Preferred embodiments of the invention may have the electrode support further comprise a conductive layer upon the electrode support surface with variants that include having: the conductive layer comprises carbon nanotubes; the conductive layer comprises an elemental metal, preferably on that is selected from the group consisting of: aluminum; copper, gold, nickel, or silver; the electrode support having bonded thereto a second substrate having properties different from the electrode support to form a laminate, the laminate being ion permeable, preferably where the laminate further comprises a third substrate bonded thereto to form a three-layer laminate that is ion permeable; the second substrate has electrically conductive properties; the electrode support has dielectric properties, preferably where the laminate has dielectric properties; the electrode support has conductive properties and the second substrate has dielectric properties the first and third substrates have electrically conductive properties, preferably where the electrode support comprises pores ranging in size from 0.1 nanometers to 1000 nanometers. Some particularly preferred embodiments of the invention include having the electrode support be permeable to lithium ions and/or where the nanoparticles are selected from the group consisting of: lithium, cobalt, manganese, silicon; carbon nanotubes; and, graphite.
The invention provides, in certain embodiments, coating methods selected from the group comprising: spray deposition; electrostatic assisted spray deposition; electrokinetic deposition; electrophoretic deposition; mist deposition; curtain coating; slurry coating; slot-die coating; gravure coating; and, coating involving a doctor blade. Some embodiments of the invention provide for a second layer formation by immersing the electrode substrate into a second solvent bath having a counter electrode, a solvent, carbon nanotubes, and, nanoparticles, and applying an electrical potential to the counter electrode and the conductive layer upon the electrode support surface so that the carbon nanotubes and silicon nanoparticles deposit upon the electrode support surface. In particularly preferred embodiments, the nanoparticles comprise a material that can reversibly retain a metal atom.

* _Requirement A_
Answer these questions about the electrode-support excerpt, one per line:
(i) What range of pore sizes is given for the electrode support?
(ii) What ions can the electrode support be permeable to in some particularly preferred embodiments?
(iii) What does the second solvent bath contain in the second layer formation?
* _Requirement B_
List every material in the group from which the electrode-support excerpt says the nanoparticles are selected.
These records were taken from a separate source.

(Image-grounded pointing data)

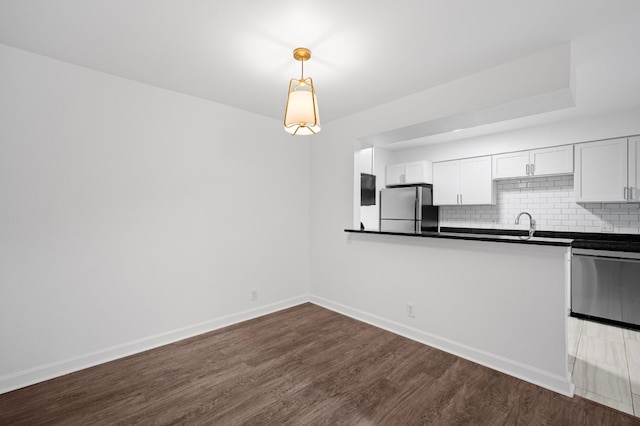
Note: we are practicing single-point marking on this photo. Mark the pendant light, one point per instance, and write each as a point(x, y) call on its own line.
point(301, 115)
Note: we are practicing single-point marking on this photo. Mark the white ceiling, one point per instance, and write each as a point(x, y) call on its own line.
point(365, 52)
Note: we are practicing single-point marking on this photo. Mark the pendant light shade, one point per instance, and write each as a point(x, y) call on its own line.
point(301, 115)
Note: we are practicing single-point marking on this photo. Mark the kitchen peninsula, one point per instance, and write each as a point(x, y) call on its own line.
point(497, 300)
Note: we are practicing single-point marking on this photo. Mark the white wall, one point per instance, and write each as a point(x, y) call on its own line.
point(131, 216)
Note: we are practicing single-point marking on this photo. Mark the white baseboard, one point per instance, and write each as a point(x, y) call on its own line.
point(41, 373)
point(559, 384)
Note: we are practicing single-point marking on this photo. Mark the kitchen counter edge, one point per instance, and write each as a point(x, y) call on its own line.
point(562, 242)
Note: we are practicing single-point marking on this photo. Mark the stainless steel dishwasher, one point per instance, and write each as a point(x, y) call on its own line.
point(605, 285)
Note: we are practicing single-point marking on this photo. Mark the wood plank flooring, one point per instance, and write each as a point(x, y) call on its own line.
point(304, 365)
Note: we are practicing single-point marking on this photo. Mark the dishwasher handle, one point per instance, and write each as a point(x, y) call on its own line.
point(607, 254)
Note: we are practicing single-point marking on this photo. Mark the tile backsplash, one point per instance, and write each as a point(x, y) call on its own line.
point(551, 202)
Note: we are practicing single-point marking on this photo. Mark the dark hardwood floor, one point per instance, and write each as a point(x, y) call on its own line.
point(304, 365)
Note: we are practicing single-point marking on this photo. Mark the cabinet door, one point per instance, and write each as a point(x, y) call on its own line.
point(557, 160)
point(510, 165)
point(446, 183)
point(601, 171)
point(476, 183)
point(417, 172)
point(394, 175)
point(634, 168)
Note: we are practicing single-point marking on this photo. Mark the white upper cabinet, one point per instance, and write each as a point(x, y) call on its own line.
point(538, 162)
point(510, 165)
point(602, 171)
point(408, 173)
point(634, 169)
point(463, 182)
point(446, 183)
point(394, 175)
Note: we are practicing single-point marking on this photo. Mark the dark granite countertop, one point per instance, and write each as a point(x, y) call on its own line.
point(520, 239)
point(586, 240)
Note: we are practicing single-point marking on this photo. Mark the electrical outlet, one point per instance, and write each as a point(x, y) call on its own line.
point(411, 310)
point(606, 226)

* _Answer A_
(i) 0.1 nanometers to 1000 nanometers
(ii) Lithium ions
(iii) A counter electrode, a solvent, carbon nanotubes, and nanoparticles

* _Answer B_
Lithium, cobalt, manganese, silicon, carbon nanotubes, graphite